▶ **Exercises to complete**
a. List the configuration sections that the NUCLEAR parameters page says are mandatory for an oligonucleotide search.
b. Write out the passage of the NUCLEAR parameters page that begins at the words "For a hotspot" and stops after the words "[search_params], and [minimization].".

** begin Page extract **

Parameters
NUCLEAR uses a configuration file to specify all their required parameters. Users must decide what job to perform: (i) a molecular hotspot determination or (ii) an oligonucleotide search.
For a hotspot search, the sections [inputs], [mcss_files], and [spots_params] are the only ones that should appear in the configuration file. If an oligonucleotide search is requested, then the mandatory sections are [inputs], [mcss_files], [zones_params], [search_params], and [minimization].
Below, all section parameters have been described.
Section [inputs]
input_dir: Path to the directory containing MCSS explorations
Acceptable Values: A valid path
Recommended Value: None
Description: Specifies the path to find the .crd files of MCSS docking results. NUCLEAR will check if this path exists.output_dir: Path to the output directory
Acceptable Values: A valid path Recommended Value: None
Description: Specifies the root path where NUCLEAR writes results. NUCLEAR will check if this path exists, in which case the program will stop to avoid overwriting previous results.prot_coords: Path to the receptor.pdb
Acceptable Values: A valid path
Recommended Value: None
Description: Specifies the path to the receptor.pdb coordinates file. NUCLEAR will check if this path exists and that the receptor file format is .pdb.ncores: Number of cores for parallelization
Acceptable Values: integer >= 1
Recommended Value: N (where N is the maximum number of cores available)

** end Page extract **
** begin Rows **

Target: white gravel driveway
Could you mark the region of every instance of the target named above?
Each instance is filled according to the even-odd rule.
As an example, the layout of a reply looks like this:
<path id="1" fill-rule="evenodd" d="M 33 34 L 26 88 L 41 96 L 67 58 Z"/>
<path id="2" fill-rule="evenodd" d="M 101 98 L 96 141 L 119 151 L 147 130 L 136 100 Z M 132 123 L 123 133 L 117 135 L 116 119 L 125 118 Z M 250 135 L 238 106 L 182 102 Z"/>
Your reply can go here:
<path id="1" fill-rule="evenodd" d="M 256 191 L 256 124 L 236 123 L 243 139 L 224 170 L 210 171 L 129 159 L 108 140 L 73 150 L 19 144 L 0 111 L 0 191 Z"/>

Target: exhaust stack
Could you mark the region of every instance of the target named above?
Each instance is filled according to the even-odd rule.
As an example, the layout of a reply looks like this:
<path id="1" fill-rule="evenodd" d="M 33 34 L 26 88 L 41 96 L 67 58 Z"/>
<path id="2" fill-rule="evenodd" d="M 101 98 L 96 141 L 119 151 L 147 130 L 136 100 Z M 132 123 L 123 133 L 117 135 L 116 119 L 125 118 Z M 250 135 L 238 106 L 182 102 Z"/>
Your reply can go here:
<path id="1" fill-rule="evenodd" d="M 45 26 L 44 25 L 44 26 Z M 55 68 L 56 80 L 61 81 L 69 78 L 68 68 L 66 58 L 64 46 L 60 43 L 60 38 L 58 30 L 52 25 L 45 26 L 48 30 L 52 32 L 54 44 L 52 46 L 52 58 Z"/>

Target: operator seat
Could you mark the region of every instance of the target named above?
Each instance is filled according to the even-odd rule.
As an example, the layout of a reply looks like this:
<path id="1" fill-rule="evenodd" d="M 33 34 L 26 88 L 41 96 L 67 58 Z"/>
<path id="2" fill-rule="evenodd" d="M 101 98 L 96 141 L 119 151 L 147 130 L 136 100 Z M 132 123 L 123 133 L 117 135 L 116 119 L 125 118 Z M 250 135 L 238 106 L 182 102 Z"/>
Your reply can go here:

** end Rows **

▶ **Results of the exercise**
a. [inputs], [mcss_files], [zones_params], [search_params], [minimization]

b.
For a hotspot search, the sections [inputs], [mcss_files], and [spots_params] are the only ones that should appear in the configuration file. If an oligonucleotide search is requested, then the mandatory sections are [inputs], [mcss_files], [zones_params], [search_params], and [minimization].